■ **Short exercise**: Output every line of the rows below as a numbered list, leaving out the blank lines.

■ **Supplied records**:
···

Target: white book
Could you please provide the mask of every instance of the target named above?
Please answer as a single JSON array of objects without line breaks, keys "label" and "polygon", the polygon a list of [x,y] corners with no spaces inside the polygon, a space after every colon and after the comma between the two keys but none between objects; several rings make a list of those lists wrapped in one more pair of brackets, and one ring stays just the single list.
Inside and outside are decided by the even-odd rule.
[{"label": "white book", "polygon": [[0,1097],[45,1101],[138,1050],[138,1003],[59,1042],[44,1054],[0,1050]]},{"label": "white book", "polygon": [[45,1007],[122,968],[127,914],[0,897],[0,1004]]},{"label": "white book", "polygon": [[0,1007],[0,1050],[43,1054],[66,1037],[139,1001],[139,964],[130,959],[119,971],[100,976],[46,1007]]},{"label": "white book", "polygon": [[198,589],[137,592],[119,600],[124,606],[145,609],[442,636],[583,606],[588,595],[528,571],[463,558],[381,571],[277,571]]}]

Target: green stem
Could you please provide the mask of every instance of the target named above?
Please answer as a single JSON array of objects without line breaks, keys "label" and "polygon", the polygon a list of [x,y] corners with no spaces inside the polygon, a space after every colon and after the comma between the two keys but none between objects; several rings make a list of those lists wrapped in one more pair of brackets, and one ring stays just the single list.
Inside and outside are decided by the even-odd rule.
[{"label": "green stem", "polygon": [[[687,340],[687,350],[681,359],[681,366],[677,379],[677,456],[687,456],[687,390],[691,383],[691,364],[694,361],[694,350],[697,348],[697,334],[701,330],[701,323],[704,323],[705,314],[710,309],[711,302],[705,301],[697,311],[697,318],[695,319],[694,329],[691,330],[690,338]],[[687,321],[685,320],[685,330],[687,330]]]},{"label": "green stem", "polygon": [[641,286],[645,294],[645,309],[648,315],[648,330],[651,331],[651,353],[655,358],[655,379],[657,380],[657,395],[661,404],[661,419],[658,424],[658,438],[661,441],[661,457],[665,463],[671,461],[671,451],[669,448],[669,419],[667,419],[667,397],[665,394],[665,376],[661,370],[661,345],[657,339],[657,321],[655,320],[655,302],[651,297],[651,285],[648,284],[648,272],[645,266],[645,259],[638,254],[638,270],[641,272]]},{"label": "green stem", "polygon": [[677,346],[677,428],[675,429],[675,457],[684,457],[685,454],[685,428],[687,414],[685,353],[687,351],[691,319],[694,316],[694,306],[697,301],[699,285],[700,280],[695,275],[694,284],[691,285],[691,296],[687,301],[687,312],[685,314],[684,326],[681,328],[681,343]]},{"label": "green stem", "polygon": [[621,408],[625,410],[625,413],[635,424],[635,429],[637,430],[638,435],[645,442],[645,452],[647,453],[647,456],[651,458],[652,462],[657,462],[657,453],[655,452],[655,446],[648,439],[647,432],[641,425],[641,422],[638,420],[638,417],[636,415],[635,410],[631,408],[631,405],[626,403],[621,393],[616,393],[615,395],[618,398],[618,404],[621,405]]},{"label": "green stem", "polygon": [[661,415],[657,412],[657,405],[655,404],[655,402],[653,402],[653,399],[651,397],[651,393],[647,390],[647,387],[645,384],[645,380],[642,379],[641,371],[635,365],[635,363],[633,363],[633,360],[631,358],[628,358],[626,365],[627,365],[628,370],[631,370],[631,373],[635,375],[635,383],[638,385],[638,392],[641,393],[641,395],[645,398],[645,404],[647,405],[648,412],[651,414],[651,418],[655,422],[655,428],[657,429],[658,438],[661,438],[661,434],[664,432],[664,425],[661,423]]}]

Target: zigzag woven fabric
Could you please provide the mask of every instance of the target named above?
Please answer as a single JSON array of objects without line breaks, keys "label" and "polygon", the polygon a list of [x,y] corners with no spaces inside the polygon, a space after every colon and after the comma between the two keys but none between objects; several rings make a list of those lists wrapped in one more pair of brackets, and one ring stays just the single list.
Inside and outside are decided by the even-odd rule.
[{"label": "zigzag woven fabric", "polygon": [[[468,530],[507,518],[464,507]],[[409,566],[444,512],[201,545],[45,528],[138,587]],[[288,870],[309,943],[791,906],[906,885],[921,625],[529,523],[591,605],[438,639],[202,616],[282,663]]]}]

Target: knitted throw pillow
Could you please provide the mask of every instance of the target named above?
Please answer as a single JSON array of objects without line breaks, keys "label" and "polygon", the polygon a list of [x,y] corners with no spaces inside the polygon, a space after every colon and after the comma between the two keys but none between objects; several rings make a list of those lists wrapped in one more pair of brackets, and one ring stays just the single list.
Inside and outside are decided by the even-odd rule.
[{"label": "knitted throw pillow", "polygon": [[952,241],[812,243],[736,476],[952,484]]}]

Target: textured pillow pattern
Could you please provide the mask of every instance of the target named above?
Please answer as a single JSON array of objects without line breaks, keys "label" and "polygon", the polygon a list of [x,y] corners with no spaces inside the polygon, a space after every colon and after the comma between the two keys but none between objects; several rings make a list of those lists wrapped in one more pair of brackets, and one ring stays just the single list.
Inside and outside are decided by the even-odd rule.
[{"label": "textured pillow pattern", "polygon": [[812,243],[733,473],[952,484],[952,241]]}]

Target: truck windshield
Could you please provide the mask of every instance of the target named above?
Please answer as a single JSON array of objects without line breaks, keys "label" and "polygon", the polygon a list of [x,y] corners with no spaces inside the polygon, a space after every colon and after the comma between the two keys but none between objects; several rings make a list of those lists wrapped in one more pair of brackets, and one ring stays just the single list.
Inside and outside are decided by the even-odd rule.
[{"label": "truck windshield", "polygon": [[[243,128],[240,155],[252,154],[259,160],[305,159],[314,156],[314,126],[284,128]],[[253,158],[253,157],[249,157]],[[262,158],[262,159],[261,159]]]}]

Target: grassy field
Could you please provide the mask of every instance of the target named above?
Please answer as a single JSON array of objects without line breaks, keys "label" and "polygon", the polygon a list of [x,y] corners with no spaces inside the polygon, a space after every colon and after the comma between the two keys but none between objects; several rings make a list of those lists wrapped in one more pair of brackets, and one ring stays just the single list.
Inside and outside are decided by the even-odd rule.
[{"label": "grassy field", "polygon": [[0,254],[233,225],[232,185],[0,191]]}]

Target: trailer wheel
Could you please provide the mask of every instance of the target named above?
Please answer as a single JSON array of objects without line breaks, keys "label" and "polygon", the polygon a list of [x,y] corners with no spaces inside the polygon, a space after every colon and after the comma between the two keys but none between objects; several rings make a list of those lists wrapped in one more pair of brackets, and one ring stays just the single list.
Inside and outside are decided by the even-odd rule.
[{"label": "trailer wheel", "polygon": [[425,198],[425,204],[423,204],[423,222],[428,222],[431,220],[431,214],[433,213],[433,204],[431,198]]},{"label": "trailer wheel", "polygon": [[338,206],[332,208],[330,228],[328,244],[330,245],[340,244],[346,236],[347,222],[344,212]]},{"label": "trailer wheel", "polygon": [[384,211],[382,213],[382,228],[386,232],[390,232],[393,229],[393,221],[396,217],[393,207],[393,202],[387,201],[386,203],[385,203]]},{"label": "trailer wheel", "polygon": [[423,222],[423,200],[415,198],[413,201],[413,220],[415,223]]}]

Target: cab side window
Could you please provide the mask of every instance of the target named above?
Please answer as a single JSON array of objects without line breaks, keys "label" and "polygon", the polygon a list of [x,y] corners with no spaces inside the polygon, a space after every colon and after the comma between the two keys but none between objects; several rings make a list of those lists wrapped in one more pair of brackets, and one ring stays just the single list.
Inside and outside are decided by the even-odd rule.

···

■ **Written answer**:
1. Target: white book
2. Could you please provide the mask of every instance of the target named above?
3. Please answer as a single JSON array of objects without line breaks, keys "label" and "polygon", the polygon a list of [x,y] corners with no spaces inside the polygon, a space after every colon and after the comma between the two keys but none between objects; several rings make a list of those lists wrapped in one more pair of brackets, and one ring stays just the single list.
4. Inside and outside are decided by the even-odd rule.
5. [{"label": "white book", "polygon": [[0,1097],[45,1101],[138,1050],[138,1003],[59,1042],[44,1054],[0,1050]]},{"label": "white book", "polygon": [[45,1007],[122,968],[127,914],[0,897],[0,1004]]},{"label": "white book", "polygon": [[0,1007],[0,1050],[43,1054],[66,1037],[139,1001],[139,964],[130,959],[119,971],[100,976],[46,1007]]},{"label": "white book", "polygon": [[198,589],[137,592],[119,600],[124,606],[145,609],[442,636],[583,606],[588,595],[528,571],[463,558],[381,571],[277,571]]}]
6. Target: green stem
7. Could you please provide the mask of every instance of the target named above?
8. Please answer as a single JSON array of objects without line breaks, keys "label" and "polygon", the polygon a list of [x,y] corners with no spaces inside the polygon, a space after every colon and after the comma between the two keys but none between objects; several rings make a list of those lists wrapped in one more pair of brackets, and one ring stays just the single list.
9. Inside and outside are decided by the even-odd rule.
10. [{"label": "green stem", "polygon": [[[687,340],[687,350],[681,359],[681,366],[677,379],[677,456],[687,456],[687,390],[691,383],[691,364],[694,361],[694,350],[697,348],[697,334],[701,330],[701,323],[704,323],[705,314],[710,309],[711,302],[705,301],[697,311],[697,318],[695,319],[694,329],[691,330],[690,338]],[[687,321],[685,320],[685,330],[687,330]]]},{"label": "green stem", "polygon": [[641,286],[645,294],[645,309],[648,315],[648,330],[651,331],[651,353],[655,358],[655,379],[657,380],[657,395],[661,404],[661,419],[658,424],[658,438],[661,441],[661,457],[665,463],[671,461],[671,451],[669,448],[669,419],[667,419],[667,397],[665,394],[665,376],[661,370],[661,345],[657,339],[657,321],[655,320],[655,302],[651,297],[651,285],[648,284],[648,272],[645,266],[645,259],[638,254],[638,270],[641,272]]},{"label": "green stem", "polygon": [[677,346],[677,428],[675,429],[675,457],[684,457],[685,454],[685,428],[687,414],[685,353],[687,351],[691,319],[694,316],[694,306],[697,301],[699,285],[700,280],[695,275],[694,284],[691,285],[691,296],[687,301],[687,312],[685,314],[684,326],[681,328],[681,343]]},{"label": "green stem", "polygon": [[621,408],[625,410],[625,413],[635,424],[635,429],[637,430],[638,435],[645,442],[645,452],[647,453],[647,456],[651,458],[652,462],[657,462],[657,453],[655,452],[655,446],[648,439],[647,432],[641,425],[641,422],[638,420],[638,417],[636,415],[635,410],[631,408],[631,405],[626,403],[621,393],[616,393],[615,395],[618,398],[618,404],[621,405]]},{"label": "green stem", "polygon": [[661,415],[657,412],[657,405],[655,404],[655,402],[653,402],[653,399],[651,397],[651,393],[647,390],[647,387],[645,384],[645,380],[642,379],[641,371],[635,365],[635,363],[633,363],[633,360],[631,358],[628,358],[626,365],[627,365],[628,370],[631,370],[631,373],[635,375],[635,383],[638,385],[638,392],[641,393],[641,395],[645,398],[645,404],[647,405],[648,412],[651,414],[651,418],[655,422],[655,428],[657,429],[658,438],[661,438],[661,434],[664,432],[664,425],[661,423]]}]
11. Target: zigzag woven fabric
12. Could you please provide the mask of every instance of the target named above?
13. Please answer as a single JSON array of objects without line breaks, keys "label" and "polygon", the polygon a list of [x,y] corners with no spaces inside the polygon, a space after every colon and after the comma between the two keys but none between objects; several rings make a list of those lists wrapped in one more pair of brackets, and one ring stays just the single list.
14. Inside and outside are decided by the even-odd rule.
15. [{"label": "zigzag woven fabric", "polygon": [[[468,530],[507,518],[464,507]],[[409,566],[444,512],[201,545],[45,528],[138,587]],[[288,870],[309,943],[791,906],[906,885],[921,625],[529,523],[591,605],[438,639],[202,616],[282,663]]]}]
16. Target: knitted throw pillow
17. Could you please provide the mask of every instance of the target named above?
18. Please answer as a single JSON array of objects without line breaks, keys "label" and "polygon", the polygon a list of [x,y] corners with no spaces inside the polygon, a space after every colon and after the comma between the two keys but none between objects; several rings make a list of those lists wrapped in one more pair of brackets, and one ring stays just the single list.
19. Inside and outside are decided by the even-odd rule.
20. [{"label": "knitted throw pillow", "polygon": [[952,241],[812,243],[736,476],[952,484]]}]
21. Target: textured pillow pattern
22. Could you please provide the mask of every instance of the target named above?
23. Please answer as a single JSON array of objects without line breaks, keys "label" and "polygon", the polygon a list of [x,y] corners with no spaces inside the polygon, a space after every colon and after the comma between the two keys but none between objects; several rings make a list of those lists wrapped in one more pair of brackets, and one ring stays just the single list.
24. Inside and outside are decided by the even-odd rule.
25. [{"label": "textured pillow pattern", "polygon": [[812,243],[733,473],[952,484],[952,241]]}]
26. Target: truck windshield
27. Could you please provide the mask of every instance of the target named above?
28. Please answer as a single JSON array of objects without line breaks, keys "label" and "polygon", the polygon a list of [x,y] corners with no spaces inside the polygon, a space after every colon and after the comma between the two keys but none between objects; several rings make a list of those lists wrapped in one more pair of brackets, and one ring stays just the single list.
29. Inside and outside are decided by the even-odd rule.
30. [{"label": "truck windshield", "polygon": [[[243,128],[240,155],[252,154],[259,160],[305,159],[314,156],[314,126],[284,128]],[[253,158],[253,157],[249,157]],[[262,158],[262,159],[261,159]]]}]
31. Target: grassy field
32. Could you please provide the mask of every instance of the target named above?
33. Please answer as a single JSON array of objects without line breaks, keys "label" and "polygon", the polygon a list of [x,y] corners with no spaces inside the polygon, a space after every colon and after the comma between the two keys but none between objects; several rings make a list of those lists wrapped in one more pair of brackets, and one ring stays just the single list.
34. Inside and outside are decided by the even-odd rule.
35. [{"label": "grassy field", "polygon": [[0,254],[233,225],[232,185],[0,191]]}]
36. Target: trailer wheel
37. Could you please provide the mask of every instance of the target named above?
38. Please answer as a single JSON array of objects without line breaks, keys "label" and "polygon", the polygon a list of [x,y] corners with no spaces inside the polygon, a space after every colon and after the comma between the two keys but none between objects; several rings make a list of those lists wrapped in one more pair of brackets, and one ring stays just the single list.
39. Inside and outside are decided by the even-odd rule.
40. [{"label": "trailer wheel", "polygon": [[425,198],[425,204],[423,204],[423,222],[428,222],[431,220],[431,214],[433,213],[433,204],[431,198]]},{"label": "trailer wheel", "polygon": [[338,206],[332,208],[330,228],[328,244],[330,245],[340,244],[346,236],[347,222],[344,212]]},{"label": "trailer wheel", "polygon": [[384,211],[382,213],[382,228],[386,232],[390,232],[393,229],[393,221],[396,217],[393,207],[393,202],[387,201],[386,203],[385,203]]},{"label": "trailer wheel", "polygon": [[423,222],[423,200],[415,198],[413,201],[413,220],[415,223]]}]
41. Target: cab side window
42. Could you please provide the mask of every instance of the target named above?
43. Please answer as a single JSON array of objects without line breaks, keys "label" and "polygon", the polygon a list of [x,y] corners with no spaces inside the polygon, a space after every colon and after the comma between the two keys but none between objects; several rings make a list of those lists wrapped in one more pair of brackets, and one ring stays just the single list.
44. Inside and outside are decided by the even-odd rule.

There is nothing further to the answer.